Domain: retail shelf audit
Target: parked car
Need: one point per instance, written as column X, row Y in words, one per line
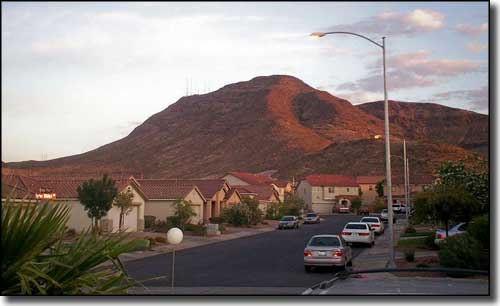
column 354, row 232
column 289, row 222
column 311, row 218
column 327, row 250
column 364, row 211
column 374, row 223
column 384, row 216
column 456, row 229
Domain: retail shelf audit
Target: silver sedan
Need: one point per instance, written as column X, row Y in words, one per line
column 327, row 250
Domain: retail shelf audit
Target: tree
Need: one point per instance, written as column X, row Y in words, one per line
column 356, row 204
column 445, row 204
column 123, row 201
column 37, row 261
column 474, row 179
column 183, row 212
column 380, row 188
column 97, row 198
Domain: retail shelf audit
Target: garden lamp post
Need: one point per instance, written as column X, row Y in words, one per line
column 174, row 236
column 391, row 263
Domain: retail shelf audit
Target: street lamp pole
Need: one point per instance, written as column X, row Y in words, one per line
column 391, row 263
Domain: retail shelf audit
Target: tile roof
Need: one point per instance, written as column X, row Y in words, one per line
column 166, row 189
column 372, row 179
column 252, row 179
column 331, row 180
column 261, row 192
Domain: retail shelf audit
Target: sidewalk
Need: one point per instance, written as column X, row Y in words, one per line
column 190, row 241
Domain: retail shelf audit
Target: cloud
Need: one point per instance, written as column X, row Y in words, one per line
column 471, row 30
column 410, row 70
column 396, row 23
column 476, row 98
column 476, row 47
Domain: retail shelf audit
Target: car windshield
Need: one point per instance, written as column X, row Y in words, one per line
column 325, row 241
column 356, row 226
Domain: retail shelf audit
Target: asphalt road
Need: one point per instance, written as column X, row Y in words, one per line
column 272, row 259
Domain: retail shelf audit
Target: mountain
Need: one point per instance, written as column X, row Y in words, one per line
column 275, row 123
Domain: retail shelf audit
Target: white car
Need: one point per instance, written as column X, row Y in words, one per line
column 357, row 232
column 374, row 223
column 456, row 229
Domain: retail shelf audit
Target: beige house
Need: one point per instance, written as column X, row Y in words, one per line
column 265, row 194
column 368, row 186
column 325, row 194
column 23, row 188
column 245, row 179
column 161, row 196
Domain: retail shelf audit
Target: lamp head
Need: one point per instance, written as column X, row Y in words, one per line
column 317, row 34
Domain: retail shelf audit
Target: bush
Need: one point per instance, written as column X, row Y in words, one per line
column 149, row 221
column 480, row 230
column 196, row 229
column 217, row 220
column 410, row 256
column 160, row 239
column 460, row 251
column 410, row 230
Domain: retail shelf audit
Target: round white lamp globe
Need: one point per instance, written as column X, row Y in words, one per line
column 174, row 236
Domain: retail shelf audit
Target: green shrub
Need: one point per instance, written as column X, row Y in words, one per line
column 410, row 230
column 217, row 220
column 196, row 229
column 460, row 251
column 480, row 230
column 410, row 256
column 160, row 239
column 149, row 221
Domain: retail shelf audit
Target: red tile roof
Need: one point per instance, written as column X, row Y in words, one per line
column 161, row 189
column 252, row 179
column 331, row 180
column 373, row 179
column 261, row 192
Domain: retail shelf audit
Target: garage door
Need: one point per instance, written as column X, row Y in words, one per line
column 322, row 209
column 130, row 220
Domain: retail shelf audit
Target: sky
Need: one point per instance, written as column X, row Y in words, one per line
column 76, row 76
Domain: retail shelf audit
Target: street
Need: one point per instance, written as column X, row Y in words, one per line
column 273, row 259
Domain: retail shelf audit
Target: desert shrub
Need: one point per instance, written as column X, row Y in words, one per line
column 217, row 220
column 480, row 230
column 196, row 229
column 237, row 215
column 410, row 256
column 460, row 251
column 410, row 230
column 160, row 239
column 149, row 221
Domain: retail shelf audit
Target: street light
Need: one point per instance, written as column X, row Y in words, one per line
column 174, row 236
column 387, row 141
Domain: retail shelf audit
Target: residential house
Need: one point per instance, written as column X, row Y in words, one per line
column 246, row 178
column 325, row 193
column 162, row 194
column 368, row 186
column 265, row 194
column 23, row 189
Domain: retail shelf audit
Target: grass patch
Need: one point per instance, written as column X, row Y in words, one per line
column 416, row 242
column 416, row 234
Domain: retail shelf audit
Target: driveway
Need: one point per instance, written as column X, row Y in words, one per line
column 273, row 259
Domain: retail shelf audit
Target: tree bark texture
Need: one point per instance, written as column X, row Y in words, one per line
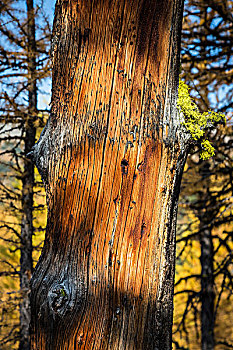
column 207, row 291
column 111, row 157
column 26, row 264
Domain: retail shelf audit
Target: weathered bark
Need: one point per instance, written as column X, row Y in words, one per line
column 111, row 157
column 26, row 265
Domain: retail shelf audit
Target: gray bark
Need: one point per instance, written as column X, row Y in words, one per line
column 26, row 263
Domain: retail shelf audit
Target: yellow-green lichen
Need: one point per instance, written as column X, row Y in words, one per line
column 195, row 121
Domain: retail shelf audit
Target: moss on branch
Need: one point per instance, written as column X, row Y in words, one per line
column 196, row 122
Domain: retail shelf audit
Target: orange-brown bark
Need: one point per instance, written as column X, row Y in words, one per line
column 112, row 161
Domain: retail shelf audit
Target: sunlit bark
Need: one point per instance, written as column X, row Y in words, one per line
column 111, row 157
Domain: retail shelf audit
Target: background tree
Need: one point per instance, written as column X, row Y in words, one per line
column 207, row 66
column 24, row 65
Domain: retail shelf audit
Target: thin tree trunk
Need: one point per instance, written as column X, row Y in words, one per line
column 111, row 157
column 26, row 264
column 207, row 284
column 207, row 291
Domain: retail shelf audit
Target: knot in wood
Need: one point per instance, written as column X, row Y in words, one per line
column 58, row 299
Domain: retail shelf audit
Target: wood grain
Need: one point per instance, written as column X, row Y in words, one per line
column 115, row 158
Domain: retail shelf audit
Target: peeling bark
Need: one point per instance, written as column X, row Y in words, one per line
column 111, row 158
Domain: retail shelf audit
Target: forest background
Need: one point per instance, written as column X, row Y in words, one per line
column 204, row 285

• • • •

# YOUR OBJECTIVE
Pick out and copy every line in the records that contains the word "roof", treating uppercase and lowercase as different.

# OUTPUT OF THE EXERCISE
Target: tile roof
Target: red tile roof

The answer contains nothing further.